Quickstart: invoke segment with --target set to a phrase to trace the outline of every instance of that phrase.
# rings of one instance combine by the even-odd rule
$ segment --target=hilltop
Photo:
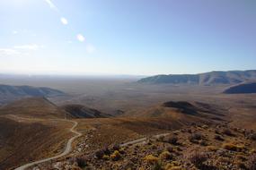
[[[69,114],[46,98],[29,98],[10,103],[0,108],[0,115],[15,115],[35,118],[65,118]]]
[[[199,74],[169,74],[155,75],[139,80],[138,83],[151,84],[196,84],[196,85],[216,85],[236,84],[247,81],[256,80],[256,71],[228,71],[210,72]]]
[[[58,89],[45,87],[11,86],[0,84],[0,105],[31,97],[57,97],[65,93]]]
[[[224,91],[225,94],[256,93],[256,82],[238,84],[228,88]]]

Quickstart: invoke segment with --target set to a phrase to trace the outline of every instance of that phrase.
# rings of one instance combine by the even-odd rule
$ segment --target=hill
[[[0,84],[0,95],[51,97],[64,95],[64,92],[50,88],[36,88],[31,86],[9,86]]]
[[[62,151],[72,135],[64,121],[20,119],[0,115],[0,169],[22,165]]]
[[[199,74],[156,75],[139,80],[139,83],[152,84],[235,84],[256,80],[256,71],[210,72]]]
[[[10,86],[0,84],[0,105],[30,97],[57,97],[64,92],[50,88],[37,88],[32,86]]]
[[[29,98],[14,101],[0,108],[0,115],[15,115],[36,118],[65,118],[69,114],[46,98]]]
[[[228,88],[225,94],[256,93],[256,82],[243,83]]]
[[[103,118],[110,115],[82,105],[66,105],[64,110],[75,118]]]

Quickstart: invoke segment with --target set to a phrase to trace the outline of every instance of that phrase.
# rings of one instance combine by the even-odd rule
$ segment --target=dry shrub
[[[163,151],[160,154],[161,159],[170,160],[172,158],[172,155],[169,151]]]
[[[243,161],[241,161],[241,160],[235,161],[234,164],[235,164],[240,169],[246,169],[245,164],[244,164]]]
[[[190,155],[190,160],[193,165],[195,165],[196,167],[200,169],[207,158],[208,157],[206,156],[206,154],[195,151]]]
[[[119,144],[115,143],[115,144],[113,145],[113,150],[119,150],[119,149],[120,149],[120,145],[119,145]]]
[[[256,170],[256,154],[253,154],[252,156],[249,157],[248,169]]]
[[[215,146],[207,146],[207,149],[209,151],[213,151],[213,152],[216,152],[218,150],[218,149]]]
[[[167,139],[167,142],[172,145],[178,144],[178,138],[176,136],[172,136]]]
[[[220,135],[215,135],[214,137],[215,140],[220,140],[220,141],[224,141],[224,138]]]
[[[244,149],[244,146],[234,145],[233,143],[225,143],[223,144],[223,148],[231,150],[231,151],[242,151]]]
[[[256,140],[256,132],[251,134],[250,139],[251,139],[252,140]]]
[[[121,158],[121,155],[118,150],[115,150],[114,153],[110,155],[110,159],[113,161],[118,161]]]
[[[103,149],[99,149],[95,152],[95,157],[98,158],[98,159],[102,159],[104,156],[104,150]]]
[[[202,140],[203,135],[200,133],[194,133],[189,137],[189,140],[192,143],[198,142],[198,140]]]
[[[84,168],[86,166],[86,159],[84,157],[75,157],[75,162],[77,164],[77,166],[81,168]]]
[[[145,160],[148,164],[154,165],[157,164],[160,159],[153,155],[147,155],[143,158],[143,160]]]
[[[234,136],[234,134],[229,129],[223,130],[222,133],[227,136]]]

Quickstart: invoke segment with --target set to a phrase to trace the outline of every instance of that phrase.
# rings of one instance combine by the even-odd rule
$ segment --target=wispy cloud
[[[53,4],[51,0],[45,0],[45,2],[49,5],[49,7],[57,12],[58,12],[57,7]]]
[[[61,23],[63,23],[63,25],[67,25],[68,24],[67,20],[66,18],[64,18],[64,17],[60,18],[60,21],[61,21]]]
[[[18,34],[18,31],[17,31],[17,30],[13,30],[13,35]]]
[[[80,42],[84,42],[85,40],[84,37],[82,34],[77,34],[76,38],[80,41]]]
[[[96,50],[96,48],[93,45],[89,44],[86,46],[87,53],[93,54],[95,50]]]
[[[43,46],[31,44],[31,45],[22,45],[22,46],[14,46],[12,47],[0,48],[0,57],[23,55],[29,54],[31,51],[39,50],[40,48],[42,47]]]
[[[0,56],[10,56],[19,54],[20,52],[18,50],[13,48],[0,48]]]
[[[23,50],[38,50],[40,47],[42,47],[42,46],[31,44],[31,45],[14,46],[13,47],[16,49],[23,49]]]

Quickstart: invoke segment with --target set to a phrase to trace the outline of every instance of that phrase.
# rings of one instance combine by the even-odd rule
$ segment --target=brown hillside
[[[64,121],[0,117],[0,169],[9,169],[62,151],[72,135]]]
[[[45,98],[17,100],[0,109],[0,115],[15,115],[38,118],[65,118],[68,115]]]

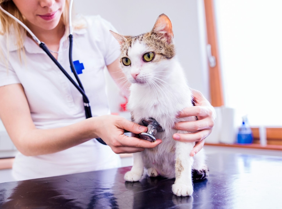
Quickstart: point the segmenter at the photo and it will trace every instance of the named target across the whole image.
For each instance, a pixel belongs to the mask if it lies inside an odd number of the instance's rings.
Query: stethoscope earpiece
[[[143,119],[142,122],[144,125],[148,128],[148,131],[140,134],[140,138],[148,140],[151,142],[155,141],[156,138],[154,136],[158,132],[163,131],[162,126],[156,120],[152,118]]]

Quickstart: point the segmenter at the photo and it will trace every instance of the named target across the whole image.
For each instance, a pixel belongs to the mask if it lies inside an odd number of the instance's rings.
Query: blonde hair
[[[66,4],[63,14],[61,17],[61,19],[63,21],[66,28],[68,28],[69,26],[69,7],[70,0],[66,0]],[[10,14],[15,17],[21,21],[24,22],[25,18],[19,10],[12,0],[0,0],[1,6]],[[9,56],[9,33],[12,27],[15,31],[16,39],[16,45],[17,47],[18,52],[21,61],[21,52],[23,53],[25,56],[25,51],[23,50],[23,36],[27,34],[27,31],[21,25],[16,22],[10,17],[0,10],[0,35],[5,35],[6,37],[7,61]],[[1,54],[2,54],[1,53]],[[2,55],[1,54],[1,55]]]

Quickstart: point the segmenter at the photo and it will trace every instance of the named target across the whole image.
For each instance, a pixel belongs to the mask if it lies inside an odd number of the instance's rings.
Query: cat
[[[143,119],[153,118],[164,130],[155,136],[162,143],[133,153],[133,166],[125,173],[125,179],[139,181],[145,167],[149,176],[175,178],[172,186],[175,194],[191,195],[192,172],[194,178],[202,179],[207,176],[208,170],[203,149],[192,157],[190,153],[195,142],[172,138],[175,133],[189,133],[174,129],[176,122],[197,118],[177,117],[184,109],[193,104],[191,89],[176,57],[171,22],[163,14],[149,32],[131,36],[110,32],[120,45],[121,66],[131,83],[127,107],[132,121],[143,125]]]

========================

▶ YOUR TASK
Render the records from their first line through the line containing "[[[224,91],[225,94],[256,93],[256,82],[238,84],[228,88]]]", inclusive, as a Markdown table with the columns Index and Entry. Number each non-blank line, and leave the pictures out of the table.

▶ SOLUTION FOR THIS PROBLEM
| Index | Entry |
|---|---|
| 1 | Quickstart: invoke segment with --target set to a phrase to trace the outline of every instance of that phrase. |
| 2 | # rings of one instance combine by the even-odd rule |
| 3 | $ segment --target=hilltop |
| 4 | Photo: |
| 5 | [[[69,114],[46,98],[29,98],[10,103],[0,108],[0,115],[15,115],[35,118],[65,118]]] |
| 6 | [[[199,74],[169,74],[155,75],[139,80],[138,83],[151,84],[196,84],[196,85],[216,85],[236,84],[247,81],[256,80],[256,71],[228,71],[210,72]]] |
| 7 | [[[58,89],[45,87],[11,86],[0,84],[0,105],[31,97],[57,97],[65,93]]] |
| 8 | [[[224,91],[225,94],[256,93],[256,82],[238,84],[228,88]]] |